### Source extract
***
Consumerism gone mad

Recently, after coming back to SSE as an intern for a few months (info at the bottom), I came across The Story of Stuff, a 20 minute web documentary hosted by "American critic of excessive consumerism" Annie Leonard. In the video Leonard goes through the process of consumption in five steps from extraction, production, distribution, consumption and then disposal. Though the video at times seems meant for younger age groups, perhaps a straightforward approach is what we all need; mixed in between the jaw dropping statistics Annie's message is clear and obvious: ever-growing consumption has become a dangerous force in human society.

As Leonard explains, this didn't just happen. In the 1955, economist Victor Lebow prophesied a version similar to our contemporary environment: "Our enormously productive economy … demands that we make consumption
our way of life, that we convert the buying and use of goods into
rituals, that we seek our spiritual satisfaction, our ego satisfaction,
in consumption…. we need things consumed, burned up, replaced, and
discarded at an ever-accelerating rate."

What does this have to do with social entrepreneurship and our current financial environment?
As Leonard amply points out, environmentalism affects us all, in all sectors. It is a timely reminder that while 'going green' has become a fad of its own, there is still much to be done. Here SSE Fellows like Becky Barrett at Love Eco and Dave Miller at Bikeworks play crucial roles. That being said, they are continuously dependent on you, the consumer, to purchase products strategically. It is no longer about finding the cheapest price, but rather the locally produced, environmentally friendly, and sustainable product.
***
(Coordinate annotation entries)
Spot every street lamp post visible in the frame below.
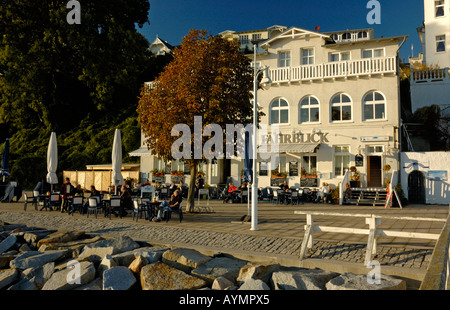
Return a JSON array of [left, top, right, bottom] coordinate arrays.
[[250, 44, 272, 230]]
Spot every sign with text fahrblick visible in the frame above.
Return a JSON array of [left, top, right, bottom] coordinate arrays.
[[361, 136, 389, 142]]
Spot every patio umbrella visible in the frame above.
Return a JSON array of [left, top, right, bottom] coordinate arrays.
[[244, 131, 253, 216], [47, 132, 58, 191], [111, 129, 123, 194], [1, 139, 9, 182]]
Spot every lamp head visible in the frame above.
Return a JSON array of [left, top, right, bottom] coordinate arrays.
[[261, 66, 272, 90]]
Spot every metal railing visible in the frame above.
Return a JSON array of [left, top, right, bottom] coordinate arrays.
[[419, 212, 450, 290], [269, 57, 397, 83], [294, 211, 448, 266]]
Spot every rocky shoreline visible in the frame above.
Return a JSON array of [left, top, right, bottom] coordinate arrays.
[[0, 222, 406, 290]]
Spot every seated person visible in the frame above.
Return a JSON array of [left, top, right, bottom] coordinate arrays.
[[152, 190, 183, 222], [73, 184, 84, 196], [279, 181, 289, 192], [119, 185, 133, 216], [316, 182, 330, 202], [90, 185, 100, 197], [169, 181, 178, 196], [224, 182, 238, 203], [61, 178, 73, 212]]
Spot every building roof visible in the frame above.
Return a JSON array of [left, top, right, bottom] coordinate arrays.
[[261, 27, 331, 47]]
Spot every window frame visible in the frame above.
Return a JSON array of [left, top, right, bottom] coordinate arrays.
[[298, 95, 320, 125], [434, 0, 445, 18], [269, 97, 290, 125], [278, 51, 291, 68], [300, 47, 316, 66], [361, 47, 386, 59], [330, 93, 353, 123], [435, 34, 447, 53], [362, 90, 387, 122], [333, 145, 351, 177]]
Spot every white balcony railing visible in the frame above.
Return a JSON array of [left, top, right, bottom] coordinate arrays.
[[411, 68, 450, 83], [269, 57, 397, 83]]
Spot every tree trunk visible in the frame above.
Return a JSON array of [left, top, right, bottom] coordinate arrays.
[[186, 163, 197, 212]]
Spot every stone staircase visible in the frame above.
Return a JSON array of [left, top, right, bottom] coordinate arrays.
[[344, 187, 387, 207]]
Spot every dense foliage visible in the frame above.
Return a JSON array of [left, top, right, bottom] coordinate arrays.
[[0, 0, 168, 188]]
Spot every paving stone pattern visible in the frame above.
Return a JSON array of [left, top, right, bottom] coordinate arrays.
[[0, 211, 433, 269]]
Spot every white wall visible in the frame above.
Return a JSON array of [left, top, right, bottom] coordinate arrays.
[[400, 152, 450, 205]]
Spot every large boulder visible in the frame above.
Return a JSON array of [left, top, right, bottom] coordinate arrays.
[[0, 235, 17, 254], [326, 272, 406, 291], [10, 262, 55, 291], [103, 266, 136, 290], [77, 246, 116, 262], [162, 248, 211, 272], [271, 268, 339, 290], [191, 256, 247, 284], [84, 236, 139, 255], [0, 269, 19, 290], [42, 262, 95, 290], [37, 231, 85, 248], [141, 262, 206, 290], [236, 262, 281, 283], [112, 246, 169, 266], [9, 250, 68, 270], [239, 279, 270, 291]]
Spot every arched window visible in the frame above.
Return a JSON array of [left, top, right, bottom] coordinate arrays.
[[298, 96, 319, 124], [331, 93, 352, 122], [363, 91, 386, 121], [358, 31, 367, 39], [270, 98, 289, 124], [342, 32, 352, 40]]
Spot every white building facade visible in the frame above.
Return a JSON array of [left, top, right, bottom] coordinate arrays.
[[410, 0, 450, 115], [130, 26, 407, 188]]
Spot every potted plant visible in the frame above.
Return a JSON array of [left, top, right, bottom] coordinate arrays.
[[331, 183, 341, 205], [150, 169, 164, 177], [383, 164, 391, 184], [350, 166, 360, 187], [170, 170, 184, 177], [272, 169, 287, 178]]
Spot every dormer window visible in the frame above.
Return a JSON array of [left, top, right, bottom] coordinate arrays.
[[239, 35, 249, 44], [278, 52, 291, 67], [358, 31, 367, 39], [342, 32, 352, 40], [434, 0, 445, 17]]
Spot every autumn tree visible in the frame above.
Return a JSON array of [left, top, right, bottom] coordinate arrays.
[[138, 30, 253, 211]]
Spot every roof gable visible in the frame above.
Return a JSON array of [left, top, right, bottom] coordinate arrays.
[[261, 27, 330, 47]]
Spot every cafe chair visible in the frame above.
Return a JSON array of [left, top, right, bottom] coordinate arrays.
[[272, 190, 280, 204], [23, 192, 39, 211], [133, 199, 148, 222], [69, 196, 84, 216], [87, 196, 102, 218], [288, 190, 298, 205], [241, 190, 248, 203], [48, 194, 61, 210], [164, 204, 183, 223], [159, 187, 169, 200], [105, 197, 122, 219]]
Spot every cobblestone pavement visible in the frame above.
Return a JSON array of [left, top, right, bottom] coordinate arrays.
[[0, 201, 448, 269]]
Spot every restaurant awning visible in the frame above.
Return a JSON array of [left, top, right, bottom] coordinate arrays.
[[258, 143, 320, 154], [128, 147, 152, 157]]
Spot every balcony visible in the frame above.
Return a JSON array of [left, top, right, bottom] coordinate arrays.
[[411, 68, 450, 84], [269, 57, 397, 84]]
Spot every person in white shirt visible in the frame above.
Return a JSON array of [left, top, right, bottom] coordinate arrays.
***
### Task 1
In the consumerism post, what five steps does Leonard use to describe the process of consumption?
### Task 2
Using the consumerism post's quotation from Victor Lebow, explain why he said we must make consumption our way of life.
### Task 3
Write the next part of the consumerism post, starting right after its final sentence.

### Written answer 1
Extraction, production, distribution, consumption, and disposal.

### Written answer 2
Lebow said our enormously productive economy demands it. The economy needs the buying and use of goods turned into rituals, with things consumed, burned up, replaced, and discarded at an ever-accelerating rate.

### Written answer 3
That's easier said than done, particularly with the economy down the tank. Thus, we must not only buy smart, but also defy Victor Lebow and his theory of an ever-accelerating rate. Here is where the economic crisis may help us all, by forcibly slowing down our rate of purchasing. However, as we have seen such a change will lead to a slow-down in production, higher unemployment, higher prices. So what do we do? Leonard is brilliant in her analysis, but not so much in her aim. Next time I would like to see a video where she debates and convinces a parent who is fighting to keep his or her job, to shop more sustainably. Until then I won't hold my breath for a new type of consumerism.

Thor Steinhovden currently interns with the School for Social Entrepreneurs in Bethnal Green, London. He recently finished a BA in Political Science and History at St. Olaf College in Minnesota. This fall he will embark on a MSc in Comparative Politics (Nationalism and Ethnicity) at the London School of Economics.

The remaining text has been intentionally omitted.